But the two universities are different in their social environment. Hong Kong is very lucky to be in the backyard of the world's fastest growing economy, hungry for science and technology. This presents us with an opportunity and challenge that few places enjoy. I dare say that even Oxford doesn't enjoy this advantage of proximity and intimacy. In a recent report, the State Research Council in China specifically recommends Hong Kong to develop science and technology in support of national development. If we continue to put all our eggs in the financial services basket, we may soon break our eggs. In fact, the recent survey shows that Hong Kong is no longer the most competitive Chinese city in innovation.

Science and technology is about innovation. Yet in this city, the popular obsession is playing the stock market or the property market. This is essentially a gambling activity in which the returns can be immediate. Hong Kong is Macau with property and stock casinos. Basic research, however, never yields immediate results. You will remember that Hong Kong's own Nobel Laureate Prof Charles Kao had to wait more than 30 years to see the fruits of his breakthrough research. But make no mistake, science and technology is the wave of the future, and our guarantee of future prosperity. The US has all kinds of problems, and yet is still technologically the most dominant force in the world. Prof Rick Levin, the President of Yale University, who was also at the Nanjing Forum, has a message for Asian educators: give up rote learning and nurture critical and creative thinking. He believes that Japan has gone stagnant because its education is typically Asian and that it has failed to innovate. He says that if Google, Microsoft and Apple were Japanese companies, Japan would still dominate the world economically. China knows what it needs, and we here in Hong Kong has all the freedom and the means to give China what she needs. So parents and principals, please keep this in mind when you are helping the young to make their educational choices. In the end it is not vocational skills, but fundamental knowledge and innovative thinking that will serve your children and students longer and better.

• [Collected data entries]
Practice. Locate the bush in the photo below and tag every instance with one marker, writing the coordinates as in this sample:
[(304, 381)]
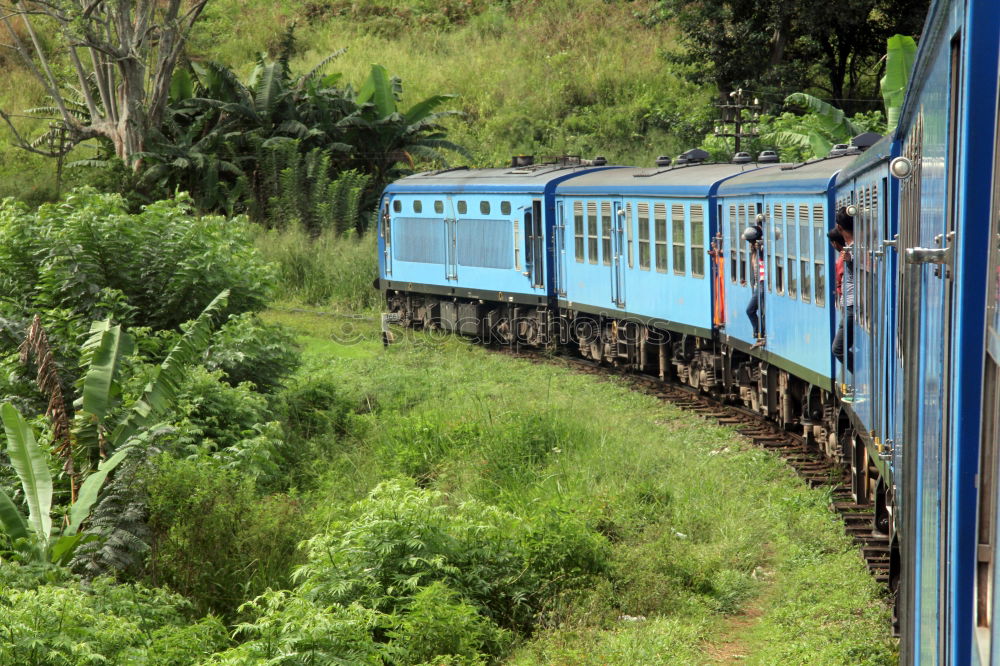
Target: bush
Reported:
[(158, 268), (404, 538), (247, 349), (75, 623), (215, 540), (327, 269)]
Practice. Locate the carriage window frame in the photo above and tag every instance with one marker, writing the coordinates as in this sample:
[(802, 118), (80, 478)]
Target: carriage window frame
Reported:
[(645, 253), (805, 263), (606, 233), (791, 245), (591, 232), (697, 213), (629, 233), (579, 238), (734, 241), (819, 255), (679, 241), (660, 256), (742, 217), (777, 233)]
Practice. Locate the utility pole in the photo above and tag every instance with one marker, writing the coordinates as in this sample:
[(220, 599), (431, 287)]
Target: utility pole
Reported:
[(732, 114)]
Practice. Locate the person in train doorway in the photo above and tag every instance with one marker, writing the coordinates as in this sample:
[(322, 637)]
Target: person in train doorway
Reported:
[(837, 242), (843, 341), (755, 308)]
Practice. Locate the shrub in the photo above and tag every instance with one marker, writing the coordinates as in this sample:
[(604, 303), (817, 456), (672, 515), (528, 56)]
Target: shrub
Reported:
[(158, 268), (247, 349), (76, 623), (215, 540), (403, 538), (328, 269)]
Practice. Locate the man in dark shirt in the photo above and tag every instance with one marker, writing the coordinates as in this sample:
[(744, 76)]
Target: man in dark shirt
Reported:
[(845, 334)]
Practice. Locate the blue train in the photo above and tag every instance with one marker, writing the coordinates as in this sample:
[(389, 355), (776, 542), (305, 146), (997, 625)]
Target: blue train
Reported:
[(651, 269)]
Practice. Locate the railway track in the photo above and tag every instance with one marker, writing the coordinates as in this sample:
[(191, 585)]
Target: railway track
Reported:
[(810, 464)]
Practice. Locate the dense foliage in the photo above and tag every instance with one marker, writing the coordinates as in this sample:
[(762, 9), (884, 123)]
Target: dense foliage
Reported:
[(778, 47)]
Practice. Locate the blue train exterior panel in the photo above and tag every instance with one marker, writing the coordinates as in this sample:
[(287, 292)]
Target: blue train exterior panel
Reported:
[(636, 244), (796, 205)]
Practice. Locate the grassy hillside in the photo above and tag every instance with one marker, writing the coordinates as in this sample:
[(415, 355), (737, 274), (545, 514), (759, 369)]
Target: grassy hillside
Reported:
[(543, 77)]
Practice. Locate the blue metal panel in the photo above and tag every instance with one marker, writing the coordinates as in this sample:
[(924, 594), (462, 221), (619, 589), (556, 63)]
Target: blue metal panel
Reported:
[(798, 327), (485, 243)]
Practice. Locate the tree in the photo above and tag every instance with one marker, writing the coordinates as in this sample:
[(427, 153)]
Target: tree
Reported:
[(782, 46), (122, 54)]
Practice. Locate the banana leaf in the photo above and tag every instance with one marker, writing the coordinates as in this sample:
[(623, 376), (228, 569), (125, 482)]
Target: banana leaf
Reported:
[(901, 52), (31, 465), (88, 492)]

• [Problem]
Continue the speech on Hong Kong's future in science and technology, picking up right after its closing sentence. The listing was drawn from a different source than the text.

• [Exercise output]
To most people in Hong Kong, science and technology is something remote and abstract. Some say that if you cannot plug it into a socket it is not science. In the presence of Prof Hamilton, I offer you a quote from a clever man. He says:

"If it squirms, it's biology; if it stinks, it is chemistry; if it doesn't work, it's physics, and if you can't understand it, it's mathematics."

Well, I know that Prof Hamilton comes from chemistry, and I come from mathematics. I don't want to say any more than that, before I get into trouble.

But now let me return to the theme I harped on before. The essence of a global education means getting out of Hong Kong and surviving in a different culture or country. If you can get into Oxford, I urge you to consider it seriously. But I'd also urge you to consider universities in HK, in particular HKUST. See which one suits your academic interest, geographical connections and career aspirations. What would be a simple choice 20 years ago deserves a more nuanced consideration in this age of what Yale President Levin calls "The Rise of Asian Universities".

For the principals, teachers and education officials sitting in the audience, I have this to say. Hong Kong is in the midst of reforming its secondary and tertiary education. We can only succeed at the university when you succeed in the secondary schools. Don't forget this is called a 3-3-4 program. 4 cannot do much if 3 & 3 doesn't work. You are our partner in education.

For my part, I solemnly pledge that I will do all I can to see that HKUST continues to climb higher as a world-class university, through research mentorship, innovative language training, and the most selective international recruitment.

And now in closing, I offer a story Prof Hamilton told at his installation last October. He said that two hikers were being chased by a bear. One of them quickly put on his sports shoes. The other told him not to bother, because he could never outrun the bear. But his friend said: "I don't have to run faster than the bear. I only have to run faster than you."

Well, ladies and gentlemen, at HKUST, we want to run faster than the bear, and that's why I hope one day we will catch up to old Oxford. I just hope it won't take 900 years. Thank you.